* _Excerpted passage_

Emily Cho
BRAIN IN A DISH
That’s the question posed by an interdisciplinary team of biologists and computer engineers who won a $500,000 grant this week from the National Science Foundation. The researchers’ plan: to develop a computer made out of living cells and program it to perform computational tasks.
NEURAL NETWORK
Details about the upcoming project are scant. The grant winners say they will use living cells (they haven’t said what type) to construct a neural network. They say they’ll use optogenetics, a biological technique that uses light to control cells, to train the system to recognize handwritten digits. They say the hybrid project could lead to better understandings of both computers and organic brains. How all these pieces will fit together is really anyone’s guess at this point.
“We hope that neuron scientists will be able to use this technology as a testbed for studying the human brain,” said Yevgeny Berdichevsky, a professor of bioengineering at Lehigh University who’s working on the project, in a press release.

* _Data_

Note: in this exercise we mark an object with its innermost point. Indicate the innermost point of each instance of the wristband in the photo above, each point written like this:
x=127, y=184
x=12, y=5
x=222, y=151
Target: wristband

* _Actions to take_
a. According to the brain-in-a-dish article, what technique will the team use to train the system to recognize handwritten digits?
b. Continue the brain-in-a-dish article from the point where it stops.

* _Solved tasks_
a. Optogenetics, a biological technique that uses light to control cells.

b.
I HAVE NO MOUTH, AND I MUST SCREAM
When scientists at the University of Pennsylvania unveiled lab-grown globules of human brain tissue, it prompted an outcry from ethicists who worried that the “minibrains” could experience consciousness as they became more complex. It’s not yet clear whether this project will raise similar concerns.
But the work does suggest a radically different vision of future computing technology in which everything from buildings to computers could be grown from seeds, like flowers.